*Exercise brief*:
Collect each line below that contains the word "island". Only matches with the same case count.

=== Supplied information ===

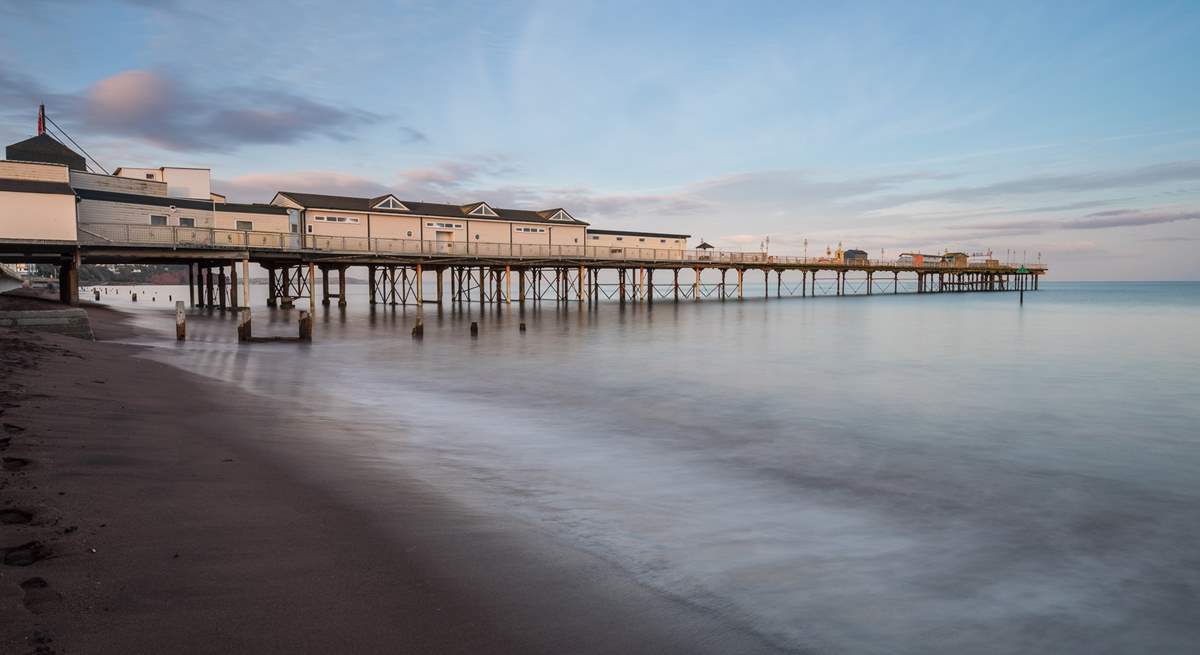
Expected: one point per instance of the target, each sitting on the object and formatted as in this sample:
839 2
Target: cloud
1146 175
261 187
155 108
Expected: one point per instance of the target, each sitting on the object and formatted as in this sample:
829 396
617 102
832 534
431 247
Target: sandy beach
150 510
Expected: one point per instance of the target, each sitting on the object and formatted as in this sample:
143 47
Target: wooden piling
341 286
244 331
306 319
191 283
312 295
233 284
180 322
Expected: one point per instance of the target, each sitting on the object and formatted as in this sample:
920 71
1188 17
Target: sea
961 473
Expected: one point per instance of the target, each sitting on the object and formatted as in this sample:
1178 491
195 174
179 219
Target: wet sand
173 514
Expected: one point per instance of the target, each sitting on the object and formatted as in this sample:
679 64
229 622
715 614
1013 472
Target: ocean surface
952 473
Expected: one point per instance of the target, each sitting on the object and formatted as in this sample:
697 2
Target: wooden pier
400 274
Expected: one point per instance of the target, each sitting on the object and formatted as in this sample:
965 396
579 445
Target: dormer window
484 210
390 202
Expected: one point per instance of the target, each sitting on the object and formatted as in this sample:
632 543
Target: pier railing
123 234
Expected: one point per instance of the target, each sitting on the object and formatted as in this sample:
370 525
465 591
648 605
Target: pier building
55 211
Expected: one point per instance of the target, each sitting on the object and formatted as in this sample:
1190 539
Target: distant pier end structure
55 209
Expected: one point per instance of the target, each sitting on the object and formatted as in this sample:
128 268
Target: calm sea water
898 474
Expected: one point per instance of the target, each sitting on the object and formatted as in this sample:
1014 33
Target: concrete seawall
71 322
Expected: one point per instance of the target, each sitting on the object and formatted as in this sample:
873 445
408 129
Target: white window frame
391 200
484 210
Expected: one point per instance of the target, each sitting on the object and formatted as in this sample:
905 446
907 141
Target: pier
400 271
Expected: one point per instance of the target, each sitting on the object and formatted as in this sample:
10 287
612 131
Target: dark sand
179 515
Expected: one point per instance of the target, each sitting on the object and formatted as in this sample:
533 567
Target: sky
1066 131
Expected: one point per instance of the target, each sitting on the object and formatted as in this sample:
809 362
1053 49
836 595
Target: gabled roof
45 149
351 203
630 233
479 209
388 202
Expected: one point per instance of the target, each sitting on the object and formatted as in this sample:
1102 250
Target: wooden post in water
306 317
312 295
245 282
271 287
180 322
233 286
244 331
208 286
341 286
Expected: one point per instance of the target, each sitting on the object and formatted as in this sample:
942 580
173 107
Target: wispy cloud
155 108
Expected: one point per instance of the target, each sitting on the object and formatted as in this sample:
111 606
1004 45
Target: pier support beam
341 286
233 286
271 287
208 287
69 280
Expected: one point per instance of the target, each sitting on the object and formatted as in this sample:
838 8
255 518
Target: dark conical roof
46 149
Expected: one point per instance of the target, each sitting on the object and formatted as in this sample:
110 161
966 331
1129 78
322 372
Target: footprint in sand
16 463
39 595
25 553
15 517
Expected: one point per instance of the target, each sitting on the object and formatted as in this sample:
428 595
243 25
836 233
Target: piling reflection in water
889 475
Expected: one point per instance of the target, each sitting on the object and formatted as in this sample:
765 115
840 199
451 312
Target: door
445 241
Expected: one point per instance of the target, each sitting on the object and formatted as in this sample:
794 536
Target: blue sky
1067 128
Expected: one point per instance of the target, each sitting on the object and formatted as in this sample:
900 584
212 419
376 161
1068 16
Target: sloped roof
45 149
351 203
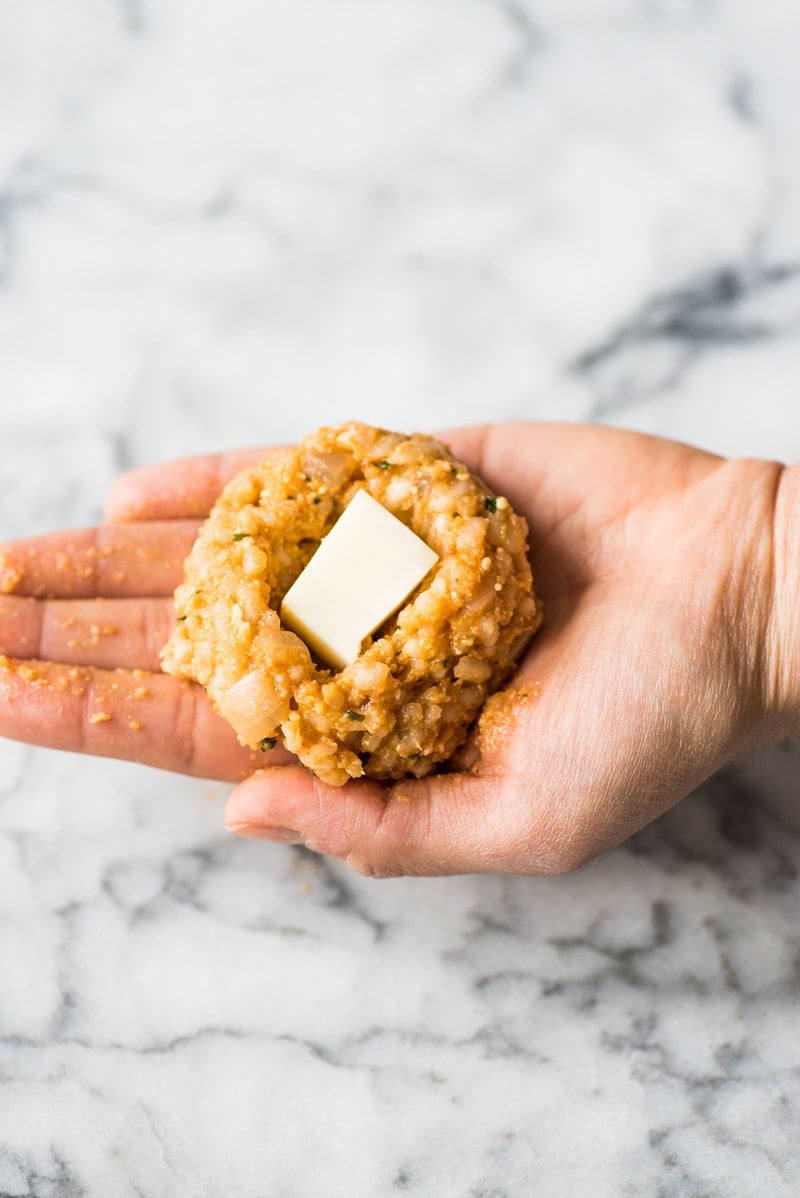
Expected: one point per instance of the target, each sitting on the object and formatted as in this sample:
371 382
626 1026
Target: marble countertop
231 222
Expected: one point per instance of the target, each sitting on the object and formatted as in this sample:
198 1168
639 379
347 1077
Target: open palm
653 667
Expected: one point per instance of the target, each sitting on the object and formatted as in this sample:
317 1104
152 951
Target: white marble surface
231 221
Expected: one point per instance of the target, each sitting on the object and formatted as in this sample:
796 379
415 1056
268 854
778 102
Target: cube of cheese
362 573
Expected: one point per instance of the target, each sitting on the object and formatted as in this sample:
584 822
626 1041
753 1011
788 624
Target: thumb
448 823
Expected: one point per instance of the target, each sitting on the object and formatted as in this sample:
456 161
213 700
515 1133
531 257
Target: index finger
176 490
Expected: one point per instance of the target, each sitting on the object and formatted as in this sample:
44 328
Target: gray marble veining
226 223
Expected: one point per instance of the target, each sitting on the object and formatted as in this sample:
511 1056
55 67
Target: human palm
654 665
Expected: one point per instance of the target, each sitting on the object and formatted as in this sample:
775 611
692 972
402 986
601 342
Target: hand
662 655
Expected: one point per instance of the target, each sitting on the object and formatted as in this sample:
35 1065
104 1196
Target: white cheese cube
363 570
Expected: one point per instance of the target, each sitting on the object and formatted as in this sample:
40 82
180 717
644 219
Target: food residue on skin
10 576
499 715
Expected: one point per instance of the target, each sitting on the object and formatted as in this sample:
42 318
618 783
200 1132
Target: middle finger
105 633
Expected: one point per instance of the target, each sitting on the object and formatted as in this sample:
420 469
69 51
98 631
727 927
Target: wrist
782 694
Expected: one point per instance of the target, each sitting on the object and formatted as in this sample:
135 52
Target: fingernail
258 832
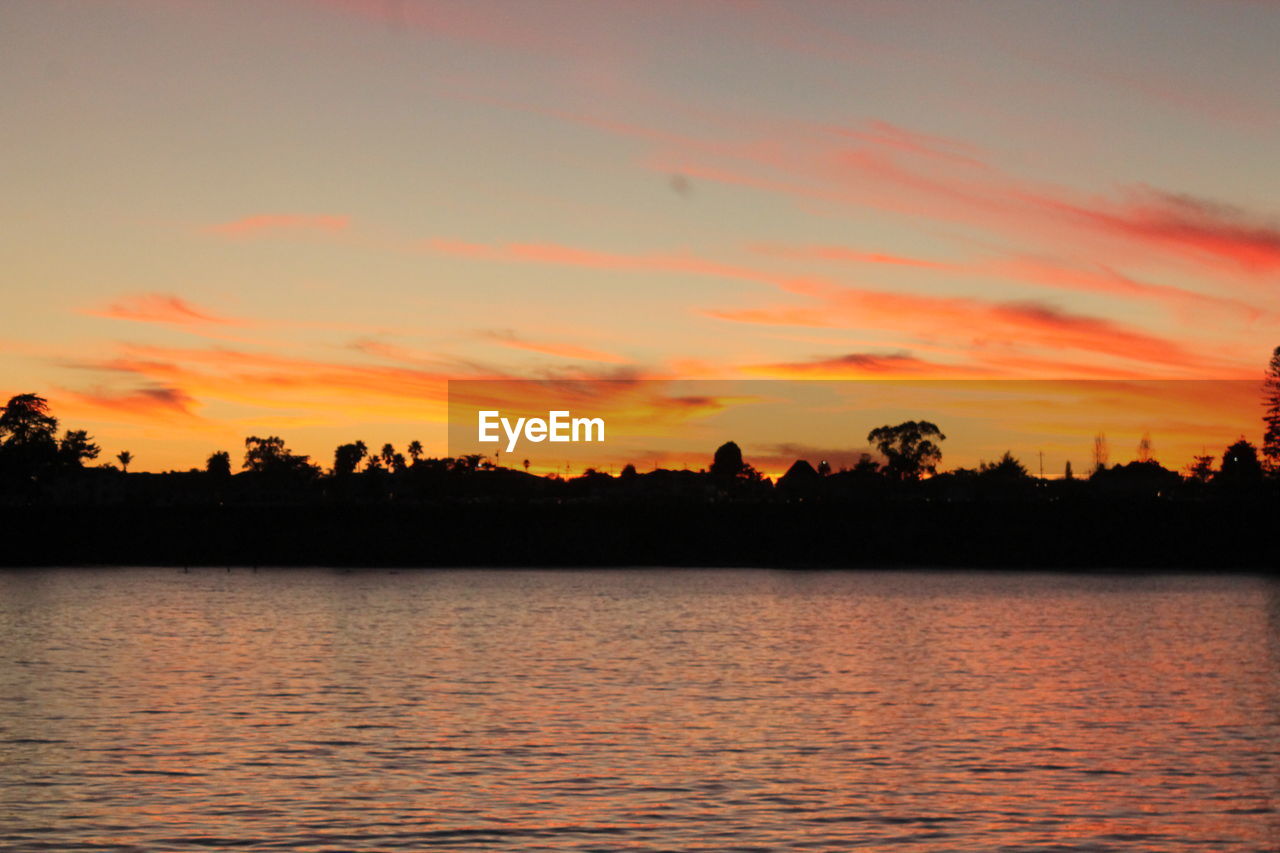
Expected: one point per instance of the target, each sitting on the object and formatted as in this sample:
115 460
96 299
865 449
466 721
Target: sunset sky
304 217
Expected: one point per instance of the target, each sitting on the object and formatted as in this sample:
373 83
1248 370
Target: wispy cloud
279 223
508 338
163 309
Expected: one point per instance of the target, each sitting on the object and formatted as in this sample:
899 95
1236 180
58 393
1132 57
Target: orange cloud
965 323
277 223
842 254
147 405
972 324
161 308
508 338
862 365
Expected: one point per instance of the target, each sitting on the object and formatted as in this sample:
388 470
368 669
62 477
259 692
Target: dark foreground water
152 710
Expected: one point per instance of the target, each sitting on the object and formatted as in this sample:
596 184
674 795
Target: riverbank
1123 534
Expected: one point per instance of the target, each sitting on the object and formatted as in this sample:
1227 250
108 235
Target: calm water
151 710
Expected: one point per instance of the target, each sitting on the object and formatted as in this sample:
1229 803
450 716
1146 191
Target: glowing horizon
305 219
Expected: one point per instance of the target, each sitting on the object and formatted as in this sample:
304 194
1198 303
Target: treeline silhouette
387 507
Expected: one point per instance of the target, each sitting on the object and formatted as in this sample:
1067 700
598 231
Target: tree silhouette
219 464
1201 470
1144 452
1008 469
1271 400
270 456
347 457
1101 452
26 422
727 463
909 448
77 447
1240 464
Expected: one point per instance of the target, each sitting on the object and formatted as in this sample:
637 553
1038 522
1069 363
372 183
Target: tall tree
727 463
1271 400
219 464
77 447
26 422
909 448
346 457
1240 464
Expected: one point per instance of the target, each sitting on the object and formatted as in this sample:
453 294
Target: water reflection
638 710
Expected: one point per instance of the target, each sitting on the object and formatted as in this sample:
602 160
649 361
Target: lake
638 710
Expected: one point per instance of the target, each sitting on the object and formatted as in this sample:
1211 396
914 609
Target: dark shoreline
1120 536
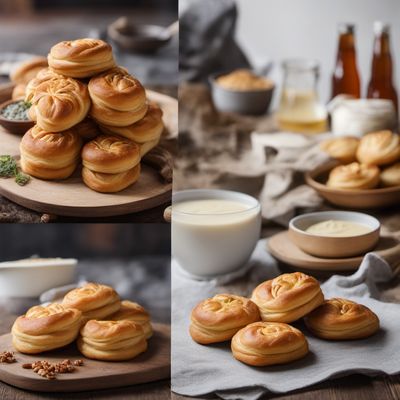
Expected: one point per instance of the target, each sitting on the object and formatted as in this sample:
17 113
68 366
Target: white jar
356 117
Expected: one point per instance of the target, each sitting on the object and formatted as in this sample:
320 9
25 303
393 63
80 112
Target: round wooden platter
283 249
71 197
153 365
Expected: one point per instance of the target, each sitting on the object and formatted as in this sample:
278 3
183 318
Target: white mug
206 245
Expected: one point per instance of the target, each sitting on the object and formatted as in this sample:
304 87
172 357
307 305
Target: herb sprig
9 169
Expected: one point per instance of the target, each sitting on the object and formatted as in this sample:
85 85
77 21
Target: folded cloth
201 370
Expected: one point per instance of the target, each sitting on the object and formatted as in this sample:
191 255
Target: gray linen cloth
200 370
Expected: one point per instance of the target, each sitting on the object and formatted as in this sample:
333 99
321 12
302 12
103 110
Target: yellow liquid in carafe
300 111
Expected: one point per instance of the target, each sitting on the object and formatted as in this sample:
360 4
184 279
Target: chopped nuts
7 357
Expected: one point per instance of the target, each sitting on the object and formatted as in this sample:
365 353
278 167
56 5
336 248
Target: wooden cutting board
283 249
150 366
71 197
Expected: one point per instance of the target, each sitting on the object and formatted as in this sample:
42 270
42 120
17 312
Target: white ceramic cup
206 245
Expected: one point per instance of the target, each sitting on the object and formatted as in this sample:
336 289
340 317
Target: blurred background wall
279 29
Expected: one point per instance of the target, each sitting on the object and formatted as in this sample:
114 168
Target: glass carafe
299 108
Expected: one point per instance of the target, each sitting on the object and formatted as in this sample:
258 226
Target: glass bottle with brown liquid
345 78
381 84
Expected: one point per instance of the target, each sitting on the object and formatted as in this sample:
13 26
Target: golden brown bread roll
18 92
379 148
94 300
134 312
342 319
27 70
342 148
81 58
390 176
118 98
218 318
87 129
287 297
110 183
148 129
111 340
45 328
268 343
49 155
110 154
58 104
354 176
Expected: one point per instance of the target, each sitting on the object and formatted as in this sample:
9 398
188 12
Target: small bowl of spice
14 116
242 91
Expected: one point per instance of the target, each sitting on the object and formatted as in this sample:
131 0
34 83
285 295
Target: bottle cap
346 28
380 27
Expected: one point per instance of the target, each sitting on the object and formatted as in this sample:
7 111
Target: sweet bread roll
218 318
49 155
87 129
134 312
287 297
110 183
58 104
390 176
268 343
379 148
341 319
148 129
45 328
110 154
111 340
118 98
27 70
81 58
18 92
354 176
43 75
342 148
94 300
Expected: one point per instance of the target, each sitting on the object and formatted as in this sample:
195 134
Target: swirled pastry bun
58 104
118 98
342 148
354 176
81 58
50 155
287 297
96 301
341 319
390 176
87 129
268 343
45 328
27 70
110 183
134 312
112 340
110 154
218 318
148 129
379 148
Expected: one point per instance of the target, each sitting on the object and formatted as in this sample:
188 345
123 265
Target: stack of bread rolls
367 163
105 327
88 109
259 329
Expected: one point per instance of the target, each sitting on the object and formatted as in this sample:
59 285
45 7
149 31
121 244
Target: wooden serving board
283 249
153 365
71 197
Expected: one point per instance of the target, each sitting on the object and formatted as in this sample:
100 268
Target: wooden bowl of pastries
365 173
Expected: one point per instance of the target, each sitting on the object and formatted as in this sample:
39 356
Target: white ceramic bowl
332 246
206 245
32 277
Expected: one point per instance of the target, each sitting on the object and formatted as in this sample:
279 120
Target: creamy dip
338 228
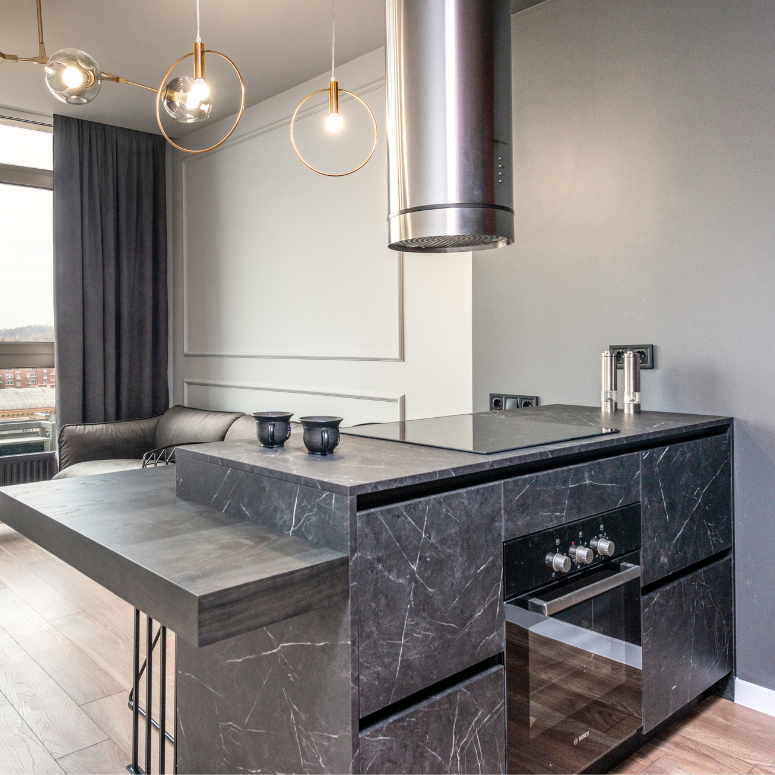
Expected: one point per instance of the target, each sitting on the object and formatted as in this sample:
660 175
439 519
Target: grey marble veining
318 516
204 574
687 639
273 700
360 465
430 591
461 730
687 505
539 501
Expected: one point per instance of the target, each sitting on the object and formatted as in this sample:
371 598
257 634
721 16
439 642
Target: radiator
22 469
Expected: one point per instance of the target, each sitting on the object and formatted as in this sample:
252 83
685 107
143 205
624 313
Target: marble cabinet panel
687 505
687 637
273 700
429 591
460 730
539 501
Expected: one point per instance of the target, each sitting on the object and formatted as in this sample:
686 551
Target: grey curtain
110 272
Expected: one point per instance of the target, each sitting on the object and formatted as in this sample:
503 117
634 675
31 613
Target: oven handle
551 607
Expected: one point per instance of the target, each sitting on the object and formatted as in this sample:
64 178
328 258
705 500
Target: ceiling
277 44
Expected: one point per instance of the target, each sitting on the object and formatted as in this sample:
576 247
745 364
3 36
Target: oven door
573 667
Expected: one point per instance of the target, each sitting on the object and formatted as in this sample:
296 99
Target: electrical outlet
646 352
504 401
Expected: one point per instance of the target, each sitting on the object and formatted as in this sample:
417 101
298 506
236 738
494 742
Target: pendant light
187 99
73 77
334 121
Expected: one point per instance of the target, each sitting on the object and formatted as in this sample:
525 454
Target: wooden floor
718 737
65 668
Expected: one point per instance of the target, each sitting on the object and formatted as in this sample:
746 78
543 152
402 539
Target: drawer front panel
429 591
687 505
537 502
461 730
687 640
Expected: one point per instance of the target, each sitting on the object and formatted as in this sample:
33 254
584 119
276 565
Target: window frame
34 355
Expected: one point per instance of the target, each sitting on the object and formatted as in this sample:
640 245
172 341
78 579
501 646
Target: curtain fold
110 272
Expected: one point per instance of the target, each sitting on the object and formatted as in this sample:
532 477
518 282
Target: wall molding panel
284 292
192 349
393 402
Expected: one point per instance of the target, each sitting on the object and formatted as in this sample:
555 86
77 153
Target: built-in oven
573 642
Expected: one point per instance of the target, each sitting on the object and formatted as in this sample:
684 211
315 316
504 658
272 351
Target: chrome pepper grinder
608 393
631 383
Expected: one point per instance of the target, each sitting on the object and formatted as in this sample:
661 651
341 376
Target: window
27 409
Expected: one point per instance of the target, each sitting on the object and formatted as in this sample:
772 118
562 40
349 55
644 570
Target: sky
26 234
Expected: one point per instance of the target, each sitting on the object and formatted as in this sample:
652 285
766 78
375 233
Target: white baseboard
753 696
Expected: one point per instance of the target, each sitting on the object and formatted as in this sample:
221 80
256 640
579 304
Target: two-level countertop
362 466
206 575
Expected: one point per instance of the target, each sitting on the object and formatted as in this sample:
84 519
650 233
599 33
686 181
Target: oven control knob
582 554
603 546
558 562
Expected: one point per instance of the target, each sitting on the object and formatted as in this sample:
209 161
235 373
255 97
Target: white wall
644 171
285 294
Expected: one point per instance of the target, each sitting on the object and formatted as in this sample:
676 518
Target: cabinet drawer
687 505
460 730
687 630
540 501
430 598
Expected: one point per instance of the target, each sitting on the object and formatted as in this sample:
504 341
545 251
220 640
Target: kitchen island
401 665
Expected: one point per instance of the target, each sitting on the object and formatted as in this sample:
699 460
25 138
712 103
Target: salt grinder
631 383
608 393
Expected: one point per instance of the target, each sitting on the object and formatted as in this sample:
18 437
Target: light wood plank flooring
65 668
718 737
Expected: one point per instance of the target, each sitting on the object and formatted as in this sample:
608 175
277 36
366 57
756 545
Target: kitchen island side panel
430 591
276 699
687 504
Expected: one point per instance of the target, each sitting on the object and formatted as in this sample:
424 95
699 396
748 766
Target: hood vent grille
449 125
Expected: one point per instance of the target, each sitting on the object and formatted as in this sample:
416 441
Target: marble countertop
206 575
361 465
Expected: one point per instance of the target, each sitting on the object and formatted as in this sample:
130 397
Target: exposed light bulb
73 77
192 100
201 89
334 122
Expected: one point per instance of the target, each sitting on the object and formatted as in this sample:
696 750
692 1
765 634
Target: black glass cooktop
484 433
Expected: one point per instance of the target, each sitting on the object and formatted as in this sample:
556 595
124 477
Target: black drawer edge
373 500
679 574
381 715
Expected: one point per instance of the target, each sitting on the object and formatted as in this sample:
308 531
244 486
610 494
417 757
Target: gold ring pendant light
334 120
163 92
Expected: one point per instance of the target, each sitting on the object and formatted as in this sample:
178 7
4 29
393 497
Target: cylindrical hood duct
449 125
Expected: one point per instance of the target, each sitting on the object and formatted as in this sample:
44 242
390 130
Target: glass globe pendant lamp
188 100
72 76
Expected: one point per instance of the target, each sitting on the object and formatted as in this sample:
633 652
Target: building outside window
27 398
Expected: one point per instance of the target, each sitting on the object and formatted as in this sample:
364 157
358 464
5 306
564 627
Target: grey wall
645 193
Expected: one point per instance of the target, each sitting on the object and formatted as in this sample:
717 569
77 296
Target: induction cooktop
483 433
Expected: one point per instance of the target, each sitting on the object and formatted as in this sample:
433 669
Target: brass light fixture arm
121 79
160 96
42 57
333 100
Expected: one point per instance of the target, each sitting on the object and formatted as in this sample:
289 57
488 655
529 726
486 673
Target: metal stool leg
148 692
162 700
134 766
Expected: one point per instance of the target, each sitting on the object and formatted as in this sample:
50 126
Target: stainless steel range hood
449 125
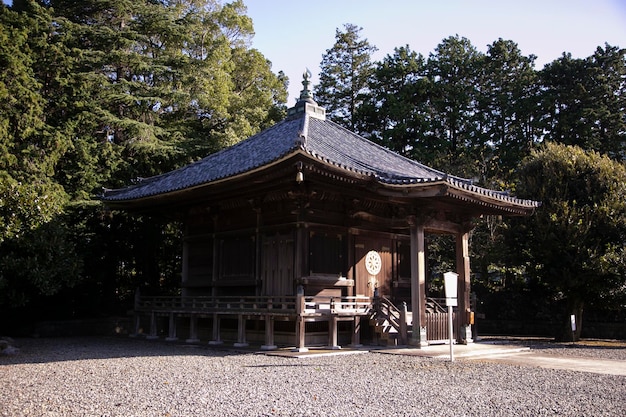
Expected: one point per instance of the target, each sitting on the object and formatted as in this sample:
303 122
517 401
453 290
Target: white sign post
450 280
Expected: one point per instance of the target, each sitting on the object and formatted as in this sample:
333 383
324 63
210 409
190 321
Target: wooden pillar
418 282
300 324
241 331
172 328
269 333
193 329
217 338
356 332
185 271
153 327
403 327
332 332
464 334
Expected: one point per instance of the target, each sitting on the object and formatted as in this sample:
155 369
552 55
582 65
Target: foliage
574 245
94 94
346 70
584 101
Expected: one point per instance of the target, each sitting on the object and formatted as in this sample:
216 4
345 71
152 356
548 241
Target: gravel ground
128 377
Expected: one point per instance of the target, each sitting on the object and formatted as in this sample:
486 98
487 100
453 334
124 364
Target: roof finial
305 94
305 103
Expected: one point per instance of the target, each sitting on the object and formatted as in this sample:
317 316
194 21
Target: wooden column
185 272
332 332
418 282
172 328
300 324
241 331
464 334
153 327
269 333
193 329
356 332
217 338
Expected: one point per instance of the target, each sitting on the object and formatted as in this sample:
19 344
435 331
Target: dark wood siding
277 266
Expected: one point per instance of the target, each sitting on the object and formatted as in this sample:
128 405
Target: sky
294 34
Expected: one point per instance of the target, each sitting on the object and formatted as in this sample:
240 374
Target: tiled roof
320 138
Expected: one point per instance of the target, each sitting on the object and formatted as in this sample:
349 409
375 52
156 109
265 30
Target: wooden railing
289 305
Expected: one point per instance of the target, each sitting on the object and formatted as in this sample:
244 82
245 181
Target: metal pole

===

*Solution to the problem*:
Target: kitchen island
Target: kitchen island side panel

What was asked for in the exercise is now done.